** start Record set **

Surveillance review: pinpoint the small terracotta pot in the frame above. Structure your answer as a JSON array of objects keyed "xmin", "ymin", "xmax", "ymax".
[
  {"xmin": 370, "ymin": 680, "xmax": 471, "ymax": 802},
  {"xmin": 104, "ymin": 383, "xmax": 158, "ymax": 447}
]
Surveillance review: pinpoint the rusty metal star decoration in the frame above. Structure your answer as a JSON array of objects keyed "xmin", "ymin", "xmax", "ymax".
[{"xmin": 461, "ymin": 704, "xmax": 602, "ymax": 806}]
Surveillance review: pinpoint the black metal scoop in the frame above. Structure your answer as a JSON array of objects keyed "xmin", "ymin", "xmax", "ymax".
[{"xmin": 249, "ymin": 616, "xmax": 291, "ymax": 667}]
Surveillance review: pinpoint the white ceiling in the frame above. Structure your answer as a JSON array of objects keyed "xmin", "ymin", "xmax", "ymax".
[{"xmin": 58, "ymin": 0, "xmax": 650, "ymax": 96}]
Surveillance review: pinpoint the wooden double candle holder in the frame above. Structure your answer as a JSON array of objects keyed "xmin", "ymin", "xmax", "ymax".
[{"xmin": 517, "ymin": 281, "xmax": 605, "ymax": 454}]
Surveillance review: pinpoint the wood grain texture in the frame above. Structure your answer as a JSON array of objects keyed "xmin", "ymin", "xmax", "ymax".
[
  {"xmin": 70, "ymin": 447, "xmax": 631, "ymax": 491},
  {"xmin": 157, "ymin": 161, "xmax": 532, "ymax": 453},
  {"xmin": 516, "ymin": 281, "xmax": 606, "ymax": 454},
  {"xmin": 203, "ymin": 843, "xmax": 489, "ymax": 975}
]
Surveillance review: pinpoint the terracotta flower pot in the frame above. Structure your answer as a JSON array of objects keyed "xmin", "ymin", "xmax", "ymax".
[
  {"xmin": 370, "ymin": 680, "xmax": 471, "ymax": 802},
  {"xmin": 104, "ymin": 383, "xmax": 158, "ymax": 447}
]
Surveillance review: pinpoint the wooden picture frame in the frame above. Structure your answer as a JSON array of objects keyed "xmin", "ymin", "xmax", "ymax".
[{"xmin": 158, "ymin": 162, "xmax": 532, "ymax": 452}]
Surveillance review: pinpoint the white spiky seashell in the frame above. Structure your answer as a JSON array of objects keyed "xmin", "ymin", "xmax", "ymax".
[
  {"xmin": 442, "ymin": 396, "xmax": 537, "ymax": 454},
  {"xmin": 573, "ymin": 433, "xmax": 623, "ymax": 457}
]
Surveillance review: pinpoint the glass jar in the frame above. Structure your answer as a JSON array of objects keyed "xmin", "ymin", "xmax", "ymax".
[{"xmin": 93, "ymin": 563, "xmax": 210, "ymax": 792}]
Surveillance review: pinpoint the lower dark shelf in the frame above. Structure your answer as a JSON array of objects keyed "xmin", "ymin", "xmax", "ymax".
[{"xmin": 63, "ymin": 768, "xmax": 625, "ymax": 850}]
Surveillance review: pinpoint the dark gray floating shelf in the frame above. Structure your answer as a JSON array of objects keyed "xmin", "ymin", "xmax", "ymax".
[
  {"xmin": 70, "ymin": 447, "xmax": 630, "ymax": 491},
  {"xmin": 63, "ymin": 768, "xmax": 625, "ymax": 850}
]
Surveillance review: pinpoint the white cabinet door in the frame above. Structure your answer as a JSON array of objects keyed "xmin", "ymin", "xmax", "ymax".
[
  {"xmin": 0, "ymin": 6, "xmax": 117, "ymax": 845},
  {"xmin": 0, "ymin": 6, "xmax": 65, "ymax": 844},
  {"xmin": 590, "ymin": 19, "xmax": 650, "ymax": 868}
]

** end Record set **

- Work to do
Output, unchanged, the lines starting at the one containing "Surveillance review: pinpoint the glass" and ending at the last line of the stored data.

- Final answer
Surveillance review: pinpoint the glass jar in the frame above. Structure your answer as a JSON array of objects keyed "xmin", "ymin", "xmax", "ymax".
[{"xmin": 93, "ymin": 563, "xmax": 210, "ymax": 792}]
Surveillance review: pinpoint the lower dark shelf in the frame above. Structure your answer as a JSON array of objects keyed "xmin", "ymin", "xmax", "ymax".
[{"xmin": 63, "ymin": 768, "xmax": 625, "ymax": 850}]
Surveillance review: pinpoint the dark gray floating shelf in the frame above. Structure your answer as a JSON array of objects keyed "xmin", "ymin", "xmax", "ymax".
[
  {"xmin": 70, "ymin": 447, "xmax": 630, "ymax": 491},
  {"xmin": 63, "ymin": 768, "xmax": 625, "ymax": 850}
]
Surveillance review: pinpoint the white cabinet door in the frame above. Structure your answer as a JSON array of objects keyed "xmin", "ymin", "xmax", "ymax".
[
  {"xmin": 0, "ymin": 6, "xmax": 117, "ymax": 845},
  {"xmin": 0, "ymin": 6, "xmax": 65, "ymax": 844},
  {"xmin": 590, "ymin": 19, "xmax": 650, "ymax": 868}
]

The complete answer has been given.